Task to complete
Each line of the material must be returned exactly.

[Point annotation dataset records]
--------------------------------

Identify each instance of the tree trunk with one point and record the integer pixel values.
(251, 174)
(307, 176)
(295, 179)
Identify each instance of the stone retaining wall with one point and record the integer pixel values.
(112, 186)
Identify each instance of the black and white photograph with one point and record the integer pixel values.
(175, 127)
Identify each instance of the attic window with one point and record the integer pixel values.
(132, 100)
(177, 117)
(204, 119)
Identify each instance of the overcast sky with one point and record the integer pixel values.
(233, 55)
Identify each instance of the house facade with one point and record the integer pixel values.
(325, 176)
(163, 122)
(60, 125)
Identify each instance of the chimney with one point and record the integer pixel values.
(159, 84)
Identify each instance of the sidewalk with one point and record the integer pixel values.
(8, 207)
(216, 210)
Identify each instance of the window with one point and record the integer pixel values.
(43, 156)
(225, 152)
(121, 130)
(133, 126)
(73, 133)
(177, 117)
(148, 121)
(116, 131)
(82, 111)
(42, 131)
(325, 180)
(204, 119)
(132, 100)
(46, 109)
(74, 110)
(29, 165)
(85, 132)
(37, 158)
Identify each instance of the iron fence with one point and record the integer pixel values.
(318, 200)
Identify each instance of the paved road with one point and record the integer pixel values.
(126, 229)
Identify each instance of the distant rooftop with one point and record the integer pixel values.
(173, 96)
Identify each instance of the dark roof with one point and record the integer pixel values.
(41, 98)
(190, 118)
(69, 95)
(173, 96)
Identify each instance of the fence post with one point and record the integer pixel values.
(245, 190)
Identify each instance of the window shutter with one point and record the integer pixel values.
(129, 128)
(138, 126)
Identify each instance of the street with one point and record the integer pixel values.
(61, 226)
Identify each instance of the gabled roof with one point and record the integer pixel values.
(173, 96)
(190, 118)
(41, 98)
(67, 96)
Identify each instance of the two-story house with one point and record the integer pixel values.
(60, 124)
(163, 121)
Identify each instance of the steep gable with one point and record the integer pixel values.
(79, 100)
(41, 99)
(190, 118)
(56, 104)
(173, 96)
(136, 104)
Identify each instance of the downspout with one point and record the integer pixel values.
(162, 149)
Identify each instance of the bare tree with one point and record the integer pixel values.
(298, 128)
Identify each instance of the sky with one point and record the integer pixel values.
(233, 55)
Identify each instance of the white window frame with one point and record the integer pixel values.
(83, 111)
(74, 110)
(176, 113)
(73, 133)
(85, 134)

--------------------------------

Task output
Identify each instance of the tree trunk with one point and record the integer pixel values.
(251, 174)
(307, 176)
(295, 179)
Identify each instance of the stone retaining wall with one point and record the integer pixel values.
(112, 186)
Identify each instance of the black and white photograph with one point and record the integer pixel values.
(175, 127)
Identify each instance of the attic window with one point and record the integer pixel values.
(132, 100)
(177, 117)
(204, 119)
Identify each instance of the overcast sky with one point and record the integer pixel values.
(233, 55)
Identify each instance of the house facade with one point and record the integer pixel values.
(325, 176)
(163, 122)
(60, 125)
Identify each instance of the chimney with one point and record the integer pixel values.
(159, 84)
Identify each instance of the sidewalk with one point and record the integer pixel values.
(8, 207)
(216, 210)
Identify each instance of the window with one point and record the integer pixel values.
(43, 156)
(225, 152)
(121, 130)
(133, 126)
(73, 133)
(177, 117)
(148, 121)
(116, 131)
(82, 111)
(42, 131)
(325, 180)
(204, 119)
(132, 100)
(46, 109)
(74, 110)
(29, 165)
(85, 132)
(37, 158)
Identify each instance of the iron fence with one point and record the integer pixel values.
(318, 200)
Identify each instance of the paved road with one point and record the integer pixel values.
(126, 229)
Identify each instance of the distant rooftop with one point and record the integer pixel values.
(173, 96)
Identify each instance of the dark roof with one point and record the integer pixel values.
(41, 98)
(190, 118)
(69, 95)
(173, 96)
Identify each instance of the fence post with one point and record the integer pixel values.
(245, 190)
Identify each instance of the window shutter with one point and record the integer pixel values.
(129, 128)
(138, 126)
Identify each instance of the street with one point and record the integer pixel values.
(61, 226)
Identify each instance of the gabled roof with one point and record the integer pixel values.
(173, 96)
(190, 118)
(41, 98)
(67, 96)
Identify each instance of the two-story house with one point and record the integer pixel values.
(60, 124)
(163, 121)
Identify each instance of the steep gable with one point and record the integer pixel values.
(79, 100)
(41, 99)
(190, 118)
(56, 104)
(173, 96)
(136, 104)
Identify each instance of the downspout with one point and record the integer pixel values.
(162, 149)
Identify each instance of the bare tree with one point and record the integer pixel values.
(298, 128)
Identify each instance of the sky with one point and record the integer pixel values.
(233, 55)
Identify each instance of the white window frame with one point and record the integer pixel values.
(83, 111)
(74, 110)
(176, 113)
(73, 133)
(85, 134)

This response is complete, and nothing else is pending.